#### Records for the exercise:
....................

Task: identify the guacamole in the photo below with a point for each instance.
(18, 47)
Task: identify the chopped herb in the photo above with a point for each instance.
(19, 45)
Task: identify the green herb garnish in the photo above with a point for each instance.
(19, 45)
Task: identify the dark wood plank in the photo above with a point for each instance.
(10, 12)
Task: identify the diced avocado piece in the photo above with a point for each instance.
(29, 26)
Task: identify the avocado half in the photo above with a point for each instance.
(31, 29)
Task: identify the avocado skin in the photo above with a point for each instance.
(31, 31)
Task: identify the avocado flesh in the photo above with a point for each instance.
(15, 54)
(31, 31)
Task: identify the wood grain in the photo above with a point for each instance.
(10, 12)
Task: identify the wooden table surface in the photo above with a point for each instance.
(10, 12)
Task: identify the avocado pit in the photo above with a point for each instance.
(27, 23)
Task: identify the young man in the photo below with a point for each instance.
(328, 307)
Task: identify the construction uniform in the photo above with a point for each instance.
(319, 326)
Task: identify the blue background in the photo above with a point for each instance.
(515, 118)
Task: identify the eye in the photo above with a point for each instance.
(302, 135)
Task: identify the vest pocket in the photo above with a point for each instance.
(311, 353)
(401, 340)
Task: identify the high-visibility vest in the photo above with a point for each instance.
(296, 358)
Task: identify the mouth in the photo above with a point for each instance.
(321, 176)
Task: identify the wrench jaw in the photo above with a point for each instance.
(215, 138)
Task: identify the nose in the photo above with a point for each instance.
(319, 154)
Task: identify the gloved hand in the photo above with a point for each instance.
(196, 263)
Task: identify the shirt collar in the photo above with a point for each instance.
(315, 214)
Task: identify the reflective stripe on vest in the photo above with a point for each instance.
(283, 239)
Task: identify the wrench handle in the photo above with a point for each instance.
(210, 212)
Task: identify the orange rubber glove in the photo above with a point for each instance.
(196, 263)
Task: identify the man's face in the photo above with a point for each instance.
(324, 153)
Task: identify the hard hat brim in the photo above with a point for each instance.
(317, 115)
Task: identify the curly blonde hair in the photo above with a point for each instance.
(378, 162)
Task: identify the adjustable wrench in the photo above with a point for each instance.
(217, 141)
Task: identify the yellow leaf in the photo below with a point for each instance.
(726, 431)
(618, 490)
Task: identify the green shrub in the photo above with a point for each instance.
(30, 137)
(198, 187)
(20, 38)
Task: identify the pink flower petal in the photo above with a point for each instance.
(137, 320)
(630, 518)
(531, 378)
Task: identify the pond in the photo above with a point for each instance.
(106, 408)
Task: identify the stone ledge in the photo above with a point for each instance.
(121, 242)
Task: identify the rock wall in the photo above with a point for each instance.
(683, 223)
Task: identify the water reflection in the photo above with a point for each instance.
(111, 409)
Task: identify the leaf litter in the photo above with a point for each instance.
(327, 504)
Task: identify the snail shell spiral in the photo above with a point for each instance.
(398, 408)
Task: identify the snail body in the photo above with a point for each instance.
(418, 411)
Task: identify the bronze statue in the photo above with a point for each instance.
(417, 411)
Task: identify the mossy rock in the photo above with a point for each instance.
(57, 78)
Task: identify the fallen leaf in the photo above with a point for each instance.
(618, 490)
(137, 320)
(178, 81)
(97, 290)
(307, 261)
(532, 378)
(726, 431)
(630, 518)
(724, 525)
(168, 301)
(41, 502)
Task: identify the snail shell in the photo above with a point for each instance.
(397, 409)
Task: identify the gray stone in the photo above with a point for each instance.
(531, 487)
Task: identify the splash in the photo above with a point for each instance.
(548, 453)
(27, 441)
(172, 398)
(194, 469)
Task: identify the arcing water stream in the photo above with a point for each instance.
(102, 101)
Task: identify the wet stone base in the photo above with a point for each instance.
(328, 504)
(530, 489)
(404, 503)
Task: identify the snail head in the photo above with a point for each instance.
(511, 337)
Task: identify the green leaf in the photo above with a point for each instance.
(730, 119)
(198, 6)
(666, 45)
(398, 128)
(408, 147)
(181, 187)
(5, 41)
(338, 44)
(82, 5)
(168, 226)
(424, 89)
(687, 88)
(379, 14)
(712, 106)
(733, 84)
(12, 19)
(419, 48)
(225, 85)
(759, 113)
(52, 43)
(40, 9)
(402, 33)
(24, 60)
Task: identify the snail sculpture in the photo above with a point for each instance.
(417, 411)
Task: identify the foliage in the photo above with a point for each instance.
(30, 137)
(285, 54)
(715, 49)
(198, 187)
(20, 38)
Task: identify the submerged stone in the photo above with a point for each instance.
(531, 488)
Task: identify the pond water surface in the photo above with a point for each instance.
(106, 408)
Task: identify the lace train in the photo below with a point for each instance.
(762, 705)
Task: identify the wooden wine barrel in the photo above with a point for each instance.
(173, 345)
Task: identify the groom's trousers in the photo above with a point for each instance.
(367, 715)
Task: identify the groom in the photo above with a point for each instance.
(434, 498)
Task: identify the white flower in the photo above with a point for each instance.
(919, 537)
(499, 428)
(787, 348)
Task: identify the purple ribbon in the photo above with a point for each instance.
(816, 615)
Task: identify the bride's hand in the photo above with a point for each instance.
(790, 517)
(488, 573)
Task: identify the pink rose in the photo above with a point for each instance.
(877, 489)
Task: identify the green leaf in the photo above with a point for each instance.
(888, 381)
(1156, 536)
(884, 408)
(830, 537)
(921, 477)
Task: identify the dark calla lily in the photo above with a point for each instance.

....................

#### What is required:
Each entry above is to be set down again in exactly the same words.

#### Result below:
Task: identify the guacamole in the photo below with a point for each instance.
(18, 47)
Task: identify the chopped herb in the photo above with a point for each instance.
(19, 45)
Task: identify the green herb garnish in the photo above with a point for each instance.
(19, 45)
Task: identify the dark wood plank in the photo above with a point for each instance.
(10, 12)
Task: identify the diced avocado piece in the photo above with a point for each instance.
(29, 26)
Task: identify the avocado half in the photo above with a point for each instance.
(31, 29)
Task: identify the avocado skin in the photo above with a point for each instance.
(31, 31)
Task: identify the avocado flesh in the photo above with a point for each instance.
(15, 54)
(31, 31)
Task: identify the wood grain in the photo above with a point for each instance.
(10, 12)
Task: identify the wooden table surface in the photo above with a point for each instance.
(10, 12)
Task: identify the avocado pit in the photo above with a point for each instance.
(27, 23)
Task: identify the young man in the photo below with a point for each instance.
(328, 307)
Task: identify the construction uniform in the photo above with a point for each instance.
(319, 326)
Task: identify the blue background in the photo above with a point for each instance.
(515, 118)
Task: identify the eye in the photo above with a point for each instance.
(302, 135)
Task: identify the vest pocket in the photo above with a point for each instance.
(311, 353)
(401, 340)
Task: identify the high-visibility vest in the photo above with a point for each instance.
(296, 358)
Task: identify the mouth in the photo above with a point for each instance.
(321, 176)
Task: identify the wrench jaw in the photo above with a point for each instance.
(215, 138)
Task: identify the nose in the photo above with a point for each instance.
(319, 154)
Task: identify the gloved hand in the photo above with a point for each instance.
(196, 263)
Task: identify the shirt collar in the photo above with a point for each instance.
(315, 214)
Task: identify the reflective stripe on vest in the photo above with a point for each instance.
(283, 239)
Task: identify the wrench handle in the photo above with a point for each instance.
(210, 212)
Task: identify the orange rubber glove in the photo above with a point for each instance.
(196, 263)
Task: identify the man's face in the photo above with a point for each instance.
(324, 153)
Task: identify the hard hat brim in the photo above with a point for each instance.
(317, 115)
Task: identify the curly blonde hair in the photo above with a point for each instance.
(378, 162)
Task: identify the adjustable wrench in the photo above with a point for each instance.
(217, 141)
Task: identify the yellow leaf in the photo below with a point for each instance.
(726, 431)
(618, 490)
Task: identify the green shrub in the photo above with a point for each instance.
(30, 137)
(198, 187)
(20, 38)
Task: identify the pink flower petal in the photo above with a point for each instance.
(137, 320)
(630, 518)
(531, 378)
Task: identify the pond in the photo above with a point for each instance.
(106, 408)
Task: identify the stone ledge in the photo above with a point for each instance.
(121, 242)
Task: identify the rock wall in the photo above with a point for each instance.
(683, 223)
Task: identify the water reflection in the photo above with a point for each instance.
(111, 409)
Task: identify the leaf litter in the photo above with a point for each instance.
(327, 504)
Task: identify the snail shell spiral in the photo above with a point for each instance.
(398, 408)
Task: identify the snail body in the photo above with a point for each instance.
(418, 411)
Task: identify the bronze statue in the photo above with a point for each instance.
(417, 411)
Task: identify the mossy rock in the photo above with a point for each instance.
(57, 78)
Task: identify the fallen leaf in the photo above with a point for each instance.
(618, 490)
(137, 320)
(178, 81)
(97, 290)
(307, 261)
(532, 378)
(726, 431)
(630, 518)
(724, 525)
(168, 301)
(41, 502)
Task: identify the snail shell in the photo above with a point for each instance.
(397, 409)
Task: identify the gray stone in the photo above with a point for each instance.
(531, 487)
Task: identify the splash in the photo above with a point for each instance.
(548, 453)
(27, 441)
(172, 398)
(194, 469)
Task: identify the arcing water stream in the photo above with a point for each instance.
(102, 101)
Task: identify the wet stone base in the photo above with a point for each instance.
(328, 504)
(530, 489)
(404, 503)
Task: identify the snail head in the photo above with a point for each instance.
(511, 337)
Task: identify the green leaf in the photo above with a point for each instance.
(730, 119)
(198, 6)
(666, 45)
(398, 128)
(408, 147)
(181, 187)
(5, 41)
(338, 44)
(82, 5)
(168, 226)
(424, 89)
(687, 88)
(379, 14)
(712, 106)
(733, 84)
(12, 19)
(419, 48)
(225, 85)
(759, 113)
(52, 43)
(40, 9)
(402, 33)
(24, 60)
Task: identify the snail sculpture in the photo above with a point for each instance.
(417, 411)
Task: identify the foliage in the photo above with a point for each instance.
(30, 137)
(285, 54)
(715, 49)
(198, 187)
(20, 38)
Task: identify the submerged stone in the photo above with a point for each instance.
(531, 488)
Task: identify the pond water surface in the photo above with a point for each instance.
(106, 408)
Task: identify the lace train in the photo below with a point for each instance.
(762, 705)
Task: identify the wooden wine barrel in the photo above with a point for each instance.
(173, 345)
Task: identify the groom's trousers in the photo above with a point for each instance.
(367, 715)
Task: identify the groom in the photo above with a point for each instance.
(434, 498)
Task: identify the white flower in the photo above with a point for each instance.
(919, 537)
(499, 428)
(787, 348)
Task: identify the purple ribbon in the photo above with a point for each instance.
(816, 615)
Task: identify the bride's hand in the photo above with a point for each instance.
(790, 517)
(488, 573)
Task: identify the pink rose in the photo above with a point for each instance.
(877, 489)
Task: identify the green leaf in the photo above with a point for each instance.
(888, 381)
(1156, 536)
(884, 408)
(830, 537)
(921, 477)
Task: identify the dark calla lily in the photo above with a point for each instance.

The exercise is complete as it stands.